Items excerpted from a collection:
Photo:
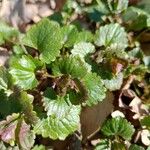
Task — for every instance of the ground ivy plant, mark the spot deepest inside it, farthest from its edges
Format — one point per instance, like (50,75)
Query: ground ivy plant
(56,69)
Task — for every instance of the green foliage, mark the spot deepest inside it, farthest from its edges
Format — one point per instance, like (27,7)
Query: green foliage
(3,78)
(70,34)
(135,147)
(95,88)
(103,144)
(7,33)
(15,130)
(59,126)
(73,66)
(22,71)
(145,121)
(82,49)
(118,127)
(114,83)
(64,65)
(46,38)
(117,6)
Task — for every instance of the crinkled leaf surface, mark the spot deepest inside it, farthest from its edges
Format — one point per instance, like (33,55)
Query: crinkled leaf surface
(38,147)
(114,83)
(118,127)
(22,71)
(73,66)
(63,120)
(85,36)
(4,147)
(46,38)
(145,121)
(15,130)
(118,146)
(55,105)
(95,88)
(70,34)
(103,145)
(3,78)
(82,49)
(135,147)
(117,6)
(112,36)
(6,32)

THE PROBLEM. Pull out every item above word for word, leaving the pictures out of your answer.

SOLUTION BELOW.
Photo:
Task — for every instance of the ground ivy plant, mark the spot deepest inside it, farthest from its edges
Format — one point per instance, like (50,75)
Query: ground ivy plant
(56,69)
Task — for every instance of the green foliage, mark the spot deepest inside it, farthest from its edges
Format — one point per instance, like (27,7)
Query: green foliage
(3,78)
(70,34)
(135,147)
(95,88)
(103,144)
(7,33)
(15,130)
(59,126)
(73,66)
(22,71)
(145,121)
(82,49)
(118,127)
(114,83)
(64,65)
(46,38)
(117,6)
Task — for every instance of the crinkled leaf surface, mark the spot deepest inside it, farthest from its edges
Format — one point per instance, like (33,55)
Query: crinkled leaf surface
(38,147)
(114,83)
(118,127)
(22,71)
(73,66)
(63,120)
(85,36)
(4,147)
(46,38)
(145,121)
(15,130)
(118,146)
(55,105)
(95,88)
(70,34)
(103,145)
(3,78)
(82,49)
(135,147)
(117,6)
(112,36)
(6,32)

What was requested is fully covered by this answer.